| AVAILABLE DATA |

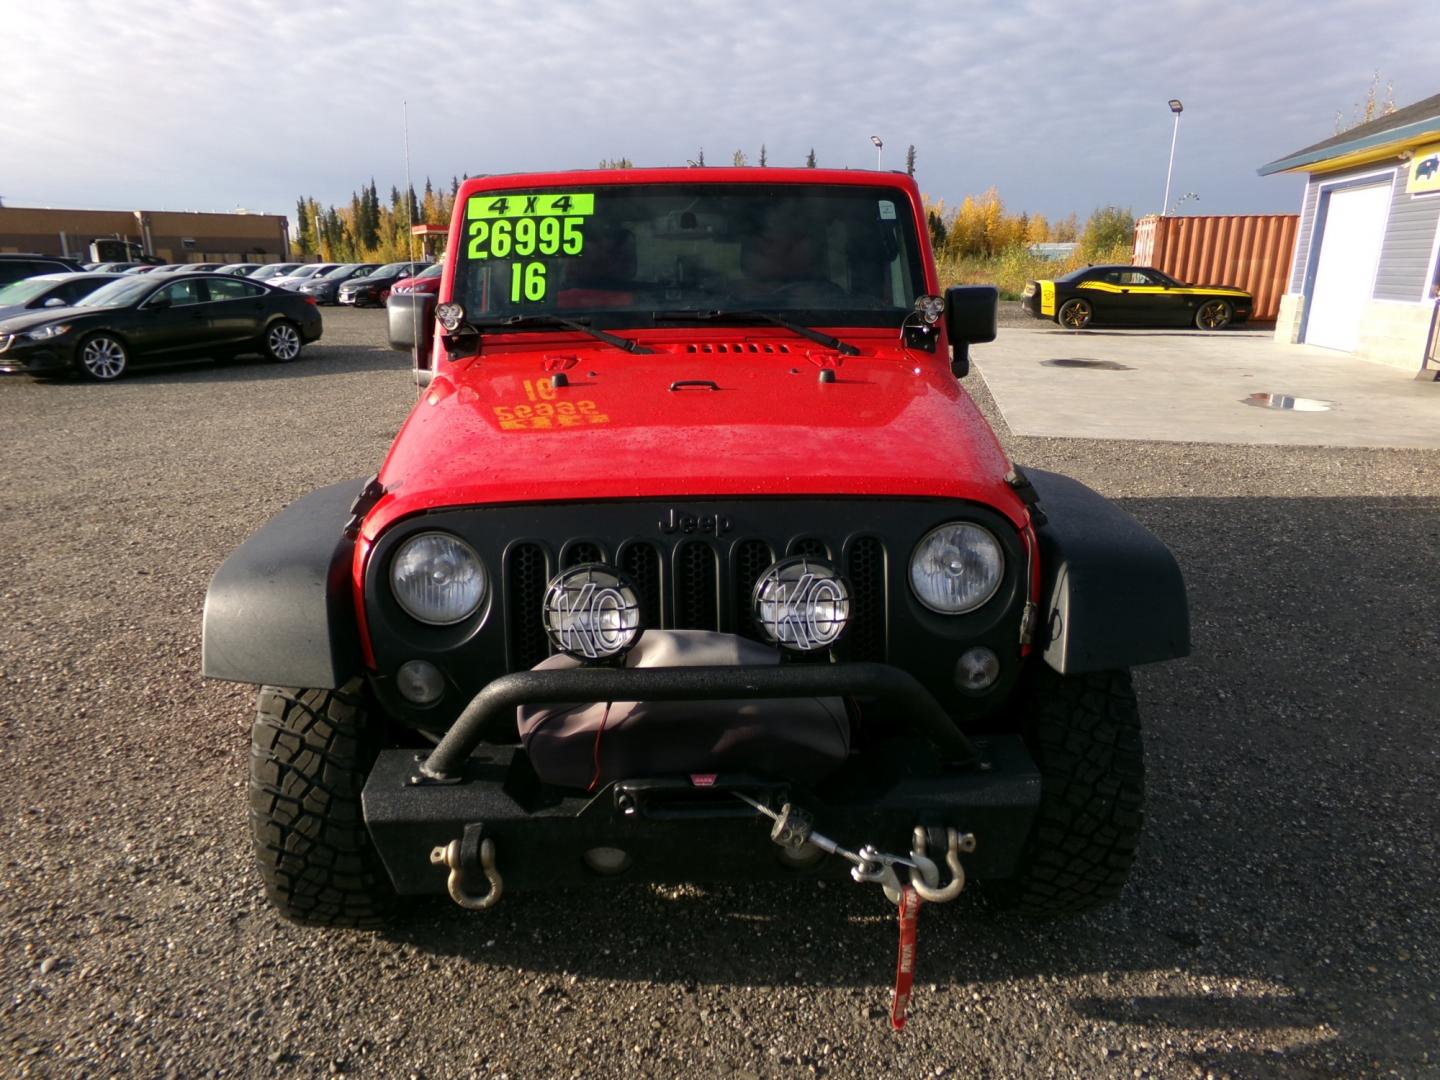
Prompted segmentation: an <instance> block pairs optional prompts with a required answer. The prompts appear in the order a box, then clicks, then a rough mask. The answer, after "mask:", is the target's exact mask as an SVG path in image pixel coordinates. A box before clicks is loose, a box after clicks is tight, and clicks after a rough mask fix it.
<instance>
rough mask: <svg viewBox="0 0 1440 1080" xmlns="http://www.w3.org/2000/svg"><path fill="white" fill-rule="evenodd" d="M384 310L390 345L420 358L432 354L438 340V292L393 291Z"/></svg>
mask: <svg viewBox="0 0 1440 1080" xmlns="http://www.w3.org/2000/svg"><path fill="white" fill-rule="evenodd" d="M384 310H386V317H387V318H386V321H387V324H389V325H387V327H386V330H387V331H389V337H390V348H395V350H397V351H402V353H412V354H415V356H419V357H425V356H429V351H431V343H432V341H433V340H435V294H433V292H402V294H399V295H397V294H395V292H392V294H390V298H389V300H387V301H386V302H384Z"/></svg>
--
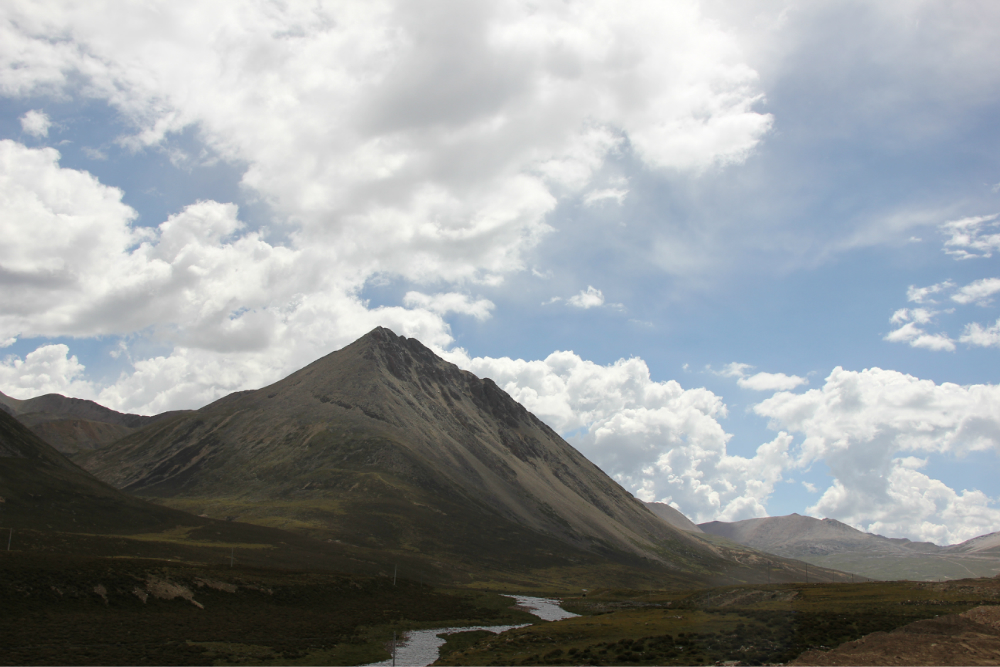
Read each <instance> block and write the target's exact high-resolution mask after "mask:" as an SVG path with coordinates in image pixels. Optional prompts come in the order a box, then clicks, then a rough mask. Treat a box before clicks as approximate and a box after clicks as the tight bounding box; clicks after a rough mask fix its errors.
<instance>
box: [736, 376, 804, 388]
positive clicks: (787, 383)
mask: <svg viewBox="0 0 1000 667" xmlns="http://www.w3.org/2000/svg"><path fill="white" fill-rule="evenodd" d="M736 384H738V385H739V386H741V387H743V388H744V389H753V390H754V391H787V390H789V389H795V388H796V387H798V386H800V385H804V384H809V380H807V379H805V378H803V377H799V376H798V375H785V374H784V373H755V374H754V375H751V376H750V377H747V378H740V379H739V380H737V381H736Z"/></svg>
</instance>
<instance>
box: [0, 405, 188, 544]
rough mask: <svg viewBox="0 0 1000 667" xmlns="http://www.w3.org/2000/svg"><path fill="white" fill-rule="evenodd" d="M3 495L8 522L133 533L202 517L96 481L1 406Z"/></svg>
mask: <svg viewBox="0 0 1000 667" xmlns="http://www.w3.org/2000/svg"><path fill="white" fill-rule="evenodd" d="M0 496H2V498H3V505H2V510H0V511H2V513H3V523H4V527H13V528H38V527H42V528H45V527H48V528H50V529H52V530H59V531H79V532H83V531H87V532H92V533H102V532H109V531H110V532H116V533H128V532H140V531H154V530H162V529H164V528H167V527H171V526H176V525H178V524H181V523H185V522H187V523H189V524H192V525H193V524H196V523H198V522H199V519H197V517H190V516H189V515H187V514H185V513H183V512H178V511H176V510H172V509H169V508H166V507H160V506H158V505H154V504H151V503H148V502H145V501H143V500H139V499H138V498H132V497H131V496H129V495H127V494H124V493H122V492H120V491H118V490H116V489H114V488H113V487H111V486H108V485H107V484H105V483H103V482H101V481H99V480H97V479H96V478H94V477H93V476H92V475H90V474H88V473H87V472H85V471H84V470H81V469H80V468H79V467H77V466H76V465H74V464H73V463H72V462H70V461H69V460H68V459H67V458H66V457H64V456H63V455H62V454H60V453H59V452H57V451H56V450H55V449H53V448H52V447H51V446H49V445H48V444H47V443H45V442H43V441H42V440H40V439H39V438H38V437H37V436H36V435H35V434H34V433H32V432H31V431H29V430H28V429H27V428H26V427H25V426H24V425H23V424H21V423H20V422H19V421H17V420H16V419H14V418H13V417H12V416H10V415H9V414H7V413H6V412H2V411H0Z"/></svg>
--
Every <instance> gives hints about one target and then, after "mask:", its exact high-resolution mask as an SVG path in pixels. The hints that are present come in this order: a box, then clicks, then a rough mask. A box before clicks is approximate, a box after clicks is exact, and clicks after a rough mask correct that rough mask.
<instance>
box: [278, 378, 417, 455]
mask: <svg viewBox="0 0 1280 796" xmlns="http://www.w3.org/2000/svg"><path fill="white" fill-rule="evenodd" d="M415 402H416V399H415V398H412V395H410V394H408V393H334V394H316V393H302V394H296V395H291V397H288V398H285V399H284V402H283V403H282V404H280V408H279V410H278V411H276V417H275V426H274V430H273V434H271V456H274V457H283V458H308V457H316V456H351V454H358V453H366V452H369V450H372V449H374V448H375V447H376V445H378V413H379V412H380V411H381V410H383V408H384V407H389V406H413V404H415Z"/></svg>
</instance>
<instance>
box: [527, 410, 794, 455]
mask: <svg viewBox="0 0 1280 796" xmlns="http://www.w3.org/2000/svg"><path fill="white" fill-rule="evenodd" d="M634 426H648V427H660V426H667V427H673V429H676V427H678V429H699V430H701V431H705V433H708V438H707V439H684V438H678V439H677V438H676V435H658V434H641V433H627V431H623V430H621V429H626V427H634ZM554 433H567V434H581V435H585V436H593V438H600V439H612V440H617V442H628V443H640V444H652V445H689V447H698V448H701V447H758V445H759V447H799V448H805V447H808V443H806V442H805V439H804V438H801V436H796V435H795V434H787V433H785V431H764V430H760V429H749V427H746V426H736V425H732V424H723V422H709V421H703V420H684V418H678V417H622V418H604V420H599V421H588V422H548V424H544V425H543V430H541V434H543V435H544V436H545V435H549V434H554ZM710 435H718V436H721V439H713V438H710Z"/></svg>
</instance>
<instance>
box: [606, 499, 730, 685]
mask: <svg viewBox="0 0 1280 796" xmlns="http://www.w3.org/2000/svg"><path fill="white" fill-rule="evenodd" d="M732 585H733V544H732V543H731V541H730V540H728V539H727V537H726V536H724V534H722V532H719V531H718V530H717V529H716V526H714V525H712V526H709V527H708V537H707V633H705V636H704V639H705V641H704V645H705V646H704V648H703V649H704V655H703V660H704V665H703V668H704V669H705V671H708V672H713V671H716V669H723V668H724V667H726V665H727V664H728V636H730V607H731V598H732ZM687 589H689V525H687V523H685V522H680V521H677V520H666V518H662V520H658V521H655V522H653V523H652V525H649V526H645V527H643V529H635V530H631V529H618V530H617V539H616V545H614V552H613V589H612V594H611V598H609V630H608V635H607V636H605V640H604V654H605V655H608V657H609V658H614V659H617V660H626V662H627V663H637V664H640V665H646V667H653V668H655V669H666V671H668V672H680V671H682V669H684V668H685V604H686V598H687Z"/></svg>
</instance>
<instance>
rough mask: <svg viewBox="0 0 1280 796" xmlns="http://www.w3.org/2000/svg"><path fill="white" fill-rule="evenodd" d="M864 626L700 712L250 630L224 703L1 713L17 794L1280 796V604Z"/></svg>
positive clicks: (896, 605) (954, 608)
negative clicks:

| PROBLEM |
Copy the records exactly, with everything from the line that contains "Prompted segmentation: an" down to the line that contains "310L390 345L420 358L432", both of those lines included.

| TASK RESULT |
Prompted segmentation: an <instance> block pairs optional prompts with a required answer. The prompts appear in the order a box, then clicks, then a rough mask. The answer, after "mask:", is the target's exact mask as an SVG path in image pixel coordinates. A box before clicks is loose, a box after clicks is tight, and clicks after a rough mask fix it.
<instance>
rough mask: <svg viewBox="0 0 1440 1080" xmlns="http://www.w3.org/2000/svg"><path fill="white" fill-rule="evenodd" d="M384 310L390 345L420 358L432 354L438 340V292L393 291Z"/></svg>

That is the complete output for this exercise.